I woke this AM screaming at the elder body

by xjwms 15 Replies latest jw friends

  • xjwms
    xjwms

    Now I am having nightmares with sharp words...to beat down those controling elders.

    Its all because of the Memorial. I just don't want to go.

    So I told my wife this morning how it is....and its not worth it for me to have nightmares fighting with the elders and planning an attack on them. That is one night I don't want to make a scene. My plan is to tell one of them how "corrupt" he is and his influence on the rest of the other elders.

    Do I need this kind of anxiety at this time?

    So she gave me an option........that she would go with me to the other hall meeting earlier. We are to go to the late one 9pm.

    What should I do? .... I did'nt think she would be so accommodating.......all I want is peace in my home.

  • candidlynuts
    candidlynuts

    if going to the earlier one will relieve some of your stress, then plan on that.

    its nice of your wife to give you that option.

    breathe.... i know how you feel.. fight or flight .. take it easy on yourself and confront the elders when you have a bit more control on your emotions. for your benefit.

  • Finally-Free
    Finally-Free
    That is one night I don't want to make a scene.

    I can understand not wanting to make a scene - I don't like to either. But once I beat down my natural shyness it can be quite enjoyable to make a scene, especially one that can be so theraputic. And you can enjoy the memories for many years to come! (like a food fight I once started in Sherway Gardens shopping mall)

    W

  • Genesis
    Genesis

    Fight or Flight behaviors is caused by lack of serotonin in your brain so too much dopamine is tranformed in adrenaline hence the stress and anxiety.

• **Records supplied**
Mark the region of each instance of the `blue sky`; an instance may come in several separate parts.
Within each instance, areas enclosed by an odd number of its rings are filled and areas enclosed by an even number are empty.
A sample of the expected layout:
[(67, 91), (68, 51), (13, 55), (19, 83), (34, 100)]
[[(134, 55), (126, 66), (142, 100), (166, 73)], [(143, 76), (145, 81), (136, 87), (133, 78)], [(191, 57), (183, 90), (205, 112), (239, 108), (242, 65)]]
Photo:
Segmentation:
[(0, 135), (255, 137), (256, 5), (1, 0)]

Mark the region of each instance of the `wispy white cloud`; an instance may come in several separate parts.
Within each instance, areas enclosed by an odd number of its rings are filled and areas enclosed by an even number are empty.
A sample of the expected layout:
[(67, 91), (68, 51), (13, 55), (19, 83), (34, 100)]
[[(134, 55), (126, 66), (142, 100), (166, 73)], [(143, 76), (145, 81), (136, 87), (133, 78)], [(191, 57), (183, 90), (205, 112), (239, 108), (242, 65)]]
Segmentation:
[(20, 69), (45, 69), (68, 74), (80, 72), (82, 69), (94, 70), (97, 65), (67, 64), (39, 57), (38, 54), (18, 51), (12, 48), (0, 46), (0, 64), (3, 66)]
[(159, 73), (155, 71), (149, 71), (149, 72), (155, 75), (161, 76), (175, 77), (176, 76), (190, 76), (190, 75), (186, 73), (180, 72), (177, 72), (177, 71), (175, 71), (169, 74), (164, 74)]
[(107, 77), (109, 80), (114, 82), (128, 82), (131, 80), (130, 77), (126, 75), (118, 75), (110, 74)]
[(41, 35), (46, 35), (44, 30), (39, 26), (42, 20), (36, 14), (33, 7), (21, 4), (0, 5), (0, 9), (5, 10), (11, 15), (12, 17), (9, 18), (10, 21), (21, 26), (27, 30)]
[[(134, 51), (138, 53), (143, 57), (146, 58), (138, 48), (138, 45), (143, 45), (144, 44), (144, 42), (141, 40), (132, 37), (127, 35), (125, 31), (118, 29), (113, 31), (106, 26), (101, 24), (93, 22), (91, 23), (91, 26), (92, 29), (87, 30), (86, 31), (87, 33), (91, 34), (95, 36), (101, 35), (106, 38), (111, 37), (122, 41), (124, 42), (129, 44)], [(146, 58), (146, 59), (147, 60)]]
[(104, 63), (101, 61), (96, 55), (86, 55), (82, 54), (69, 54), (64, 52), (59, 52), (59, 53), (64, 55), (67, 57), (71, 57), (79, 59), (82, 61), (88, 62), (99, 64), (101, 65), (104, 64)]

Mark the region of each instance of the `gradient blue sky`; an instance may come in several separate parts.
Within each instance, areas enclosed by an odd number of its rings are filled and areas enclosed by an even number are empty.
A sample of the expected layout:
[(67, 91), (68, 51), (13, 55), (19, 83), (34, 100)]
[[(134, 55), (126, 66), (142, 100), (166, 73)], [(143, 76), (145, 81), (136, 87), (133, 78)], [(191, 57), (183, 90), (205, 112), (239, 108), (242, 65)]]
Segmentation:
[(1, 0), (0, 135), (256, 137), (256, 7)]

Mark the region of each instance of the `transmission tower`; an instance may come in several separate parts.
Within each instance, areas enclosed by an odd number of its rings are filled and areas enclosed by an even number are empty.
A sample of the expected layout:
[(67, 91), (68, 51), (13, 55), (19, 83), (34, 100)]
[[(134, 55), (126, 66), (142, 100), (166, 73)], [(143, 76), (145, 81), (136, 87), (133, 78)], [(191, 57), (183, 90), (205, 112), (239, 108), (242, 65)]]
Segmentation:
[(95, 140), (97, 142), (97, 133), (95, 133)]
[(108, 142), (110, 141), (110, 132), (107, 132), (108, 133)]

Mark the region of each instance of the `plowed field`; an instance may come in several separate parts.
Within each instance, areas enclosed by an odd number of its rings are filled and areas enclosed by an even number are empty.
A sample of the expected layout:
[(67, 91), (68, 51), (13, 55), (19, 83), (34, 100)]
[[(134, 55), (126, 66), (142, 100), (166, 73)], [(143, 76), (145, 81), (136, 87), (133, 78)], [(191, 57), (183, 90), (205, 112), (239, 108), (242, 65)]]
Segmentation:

• **Requirement**
Decide whether each statement agrees with the forum thread about the Memorial. Answer yes or no for each, and quote the words from the thread that decide it.
(a) The wife offered to go with her husband to an earlier meeting at the other hall.
(b) The late meeting they were to attend was at 7pm.
(c) The food fight one reply mentions was started in Sherway Gardens shopping mall.

• **Problem solution**
(a) Yes: "she would go with me to the other hall meeting earlier."
(b) No: "We are to go to the late one 9pm."
(c) Yes: "like a food fight I once started in Sherway Gardens shopping mall"